» **DOCUMENT PASSAGE**
+ + + + +
Externism is a fictional philosophical theory proposed by the fictional Czech polymath Jára Cimrman. This character appears in many plays by authors from the Jára Cimrman Theatre in Prague. The first act of the theatre performance is usually filled with a lecture on Cimrman's personality, followed by a theatrical play. The theory of externism is described in a monologue by a Cimrmanologist having a lecture on Jára Cimrman's significance in the field of philosophy in the first act of the theatre play Akt (The Nude) by Zdeněk Svěrák, Ladislav Smoljak and Jiří Šebánek.

This epistemological theory contradicts the traditional theory of solipsism. While solipsists believe that only their individual self exists and the external world does not, Jára Cimrman confronted them with the idea that it is the external world that exists and the philosopher's individual self does not.

At first, this idea was met with huge disagreement among philosophers. Jára Cimrman was invited to defend his theory at the philosophical congress in Basel. The key counterargument that he had to face was: How could a non-existing consciousness create a theory?
+ + + + +
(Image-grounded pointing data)
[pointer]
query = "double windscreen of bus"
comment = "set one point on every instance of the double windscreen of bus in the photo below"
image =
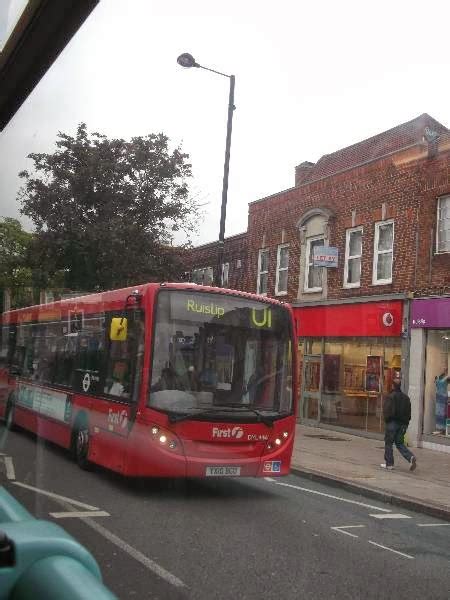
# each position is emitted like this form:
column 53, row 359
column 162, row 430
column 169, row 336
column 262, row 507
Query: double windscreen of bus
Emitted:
column 165, row 381
column 215, row 353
+ + + + +
» **ACTIONS TO TAKE**
**a.** According to the text on externism, where was Jára Cimrman invited to defend his theory?
**b.** Extend the text on externism, picking up right after its final sentence.

» **ANSWERS BY ITEM NUMBER**
**a.** At the philosophical congress in Basel.

**b.**
Jára Cimrman replied that the fact that he does not exist does not mean he is not perceptible. He compared the world to a space with a small place in the middle, where Jára Cimrman is missing. If we take a piece of paper with a hole in the middle, the paper can be compared to the external world and the hole (which is clearly visible) to the non-existing philosopher. Stretching and contracting the space results in the opposite change in the form of the hole. This movement can be viewed as a process of a philosopher's thinking.

Later Cimrman elaborated the theory in more detail, as Cimrmanologists found out when reading Albert Einstein's correspondence. He proposed that even other objects in our world do not exist in the way it is usually thought of. In fact, an object is located in a place where we think it is not, and it is not in the place where we consider it to be. For example, if you take a piece of chalk, the chalk forms a huge mass all around itself, where the chalk may be, with a small bubble inside, where the chalk is definitely not.

Albert Einstein considered the theory to be "funny", which Cimrmanologists read as an expression of admiration. However, he had some objections as well. He wrote, "As a physicist, I have to point out that it makes no difference if you call an object 'emptiness' and the emptiness 'object'. It is just ping-pong with words."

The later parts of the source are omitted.